There’s an intensity to South Australia’s beaches, as though the waves stirring up the white sand are coming directly from the wilderness of Antarctica beyond. Here, at the edge of Australia, the rock walls of the Great Australian Bight fall abruptly into the Indian Ocean and sandy little spits jut out into deep, dark water.
It’s a brilliant cobalt expanse animated by the raw power of the roaring forties. Or as the locals like to say: ‘Looks pretty sharky out there’.
Yes, there are sharks in South Australia, and the locals you’ll meet at servos and cafes know how to spin a cracking great white yarn. But explore the state’s coastline and you’ll be rewarded with feasts of fresh oysters, cliff-top art trails and deserted beaches where the only fins you’ll spy are dolphins chasing tuna and kingfish.
Start at September Beach in Lincoln National Park on the Eyre Peninsula. Eager campers can pitch a tent for next-to-nothing and wake up to a beach entirely devoid of footprints. If you’re lucky, you’ll see a curious Australian fur seal spying you from the shore.

→ Your objective
Answer the following questions using the passage on South Australia's beaches.
(a) Into which ocean do the rock walls of the Great Australian Bight fall?
(b) Which animals are named as the ones chasing tuna and kingfish off the deserted beaches?
(c) In which national park is September Beach located?

Data listing:
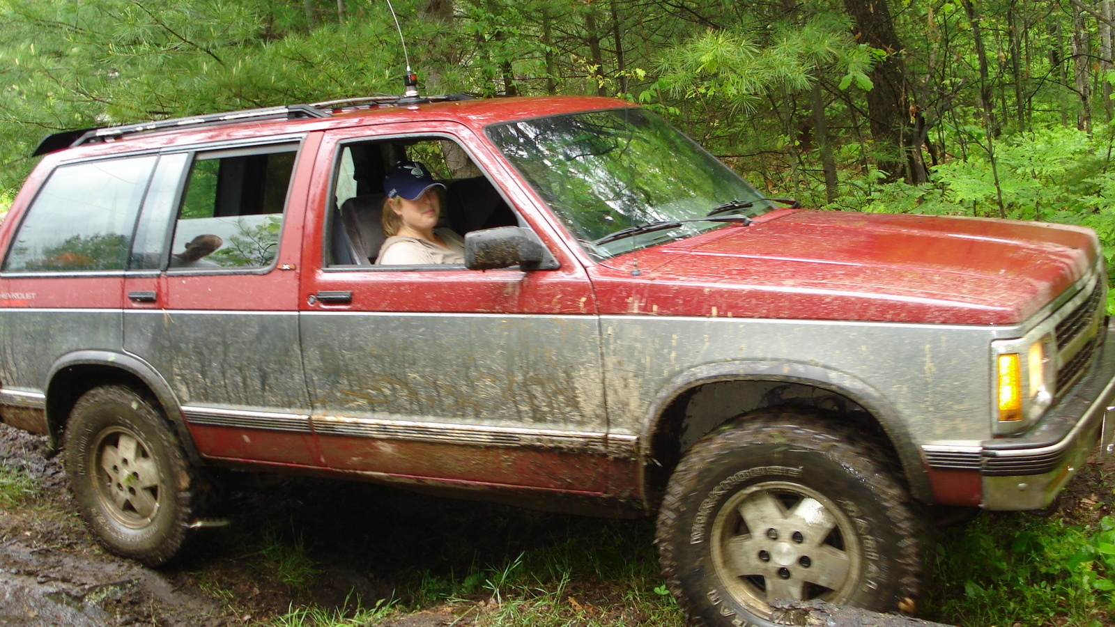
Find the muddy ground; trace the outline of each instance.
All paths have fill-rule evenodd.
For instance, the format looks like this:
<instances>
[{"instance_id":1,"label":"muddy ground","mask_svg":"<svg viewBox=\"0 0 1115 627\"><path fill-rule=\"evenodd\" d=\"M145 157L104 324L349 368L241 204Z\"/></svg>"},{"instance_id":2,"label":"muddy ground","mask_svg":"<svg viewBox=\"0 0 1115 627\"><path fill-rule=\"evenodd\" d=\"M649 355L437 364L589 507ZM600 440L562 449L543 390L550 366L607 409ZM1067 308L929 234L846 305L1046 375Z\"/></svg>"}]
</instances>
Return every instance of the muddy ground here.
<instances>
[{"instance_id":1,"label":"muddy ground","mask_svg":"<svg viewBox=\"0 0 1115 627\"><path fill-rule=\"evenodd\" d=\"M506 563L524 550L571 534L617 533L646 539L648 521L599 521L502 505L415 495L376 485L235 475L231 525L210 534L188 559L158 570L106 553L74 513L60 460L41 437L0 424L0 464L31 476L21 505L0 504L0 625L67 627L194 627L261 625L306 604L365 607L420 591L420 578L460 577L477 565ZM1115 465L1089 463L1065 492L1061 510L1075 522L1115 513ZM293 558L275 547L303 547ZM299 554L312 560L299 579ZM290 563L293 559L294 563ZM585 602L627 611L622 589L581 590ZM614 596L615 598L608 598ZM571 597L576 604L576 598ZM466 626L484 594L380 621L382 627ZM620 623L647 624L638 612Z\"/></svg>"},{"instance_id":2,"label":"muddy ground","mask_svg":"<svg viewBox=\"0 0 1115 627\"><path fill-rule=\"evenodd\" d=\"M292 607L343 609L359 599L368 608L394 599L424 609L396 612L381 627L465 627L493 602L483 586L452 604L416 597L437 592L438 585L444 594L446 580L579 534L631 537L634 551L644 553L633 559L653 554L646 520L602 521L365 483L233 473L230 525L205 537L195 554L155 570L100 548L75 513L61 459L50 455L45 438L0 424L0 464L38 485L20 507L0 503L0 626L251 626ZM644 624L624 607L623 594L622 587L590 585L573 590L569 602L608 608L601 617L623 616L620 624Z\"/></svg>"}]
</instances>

→ Response to this exercise
(a) The Indian Ocean.
(b) Dolphins.
(c) Lincoln National Park, on the Eyre Peninsula.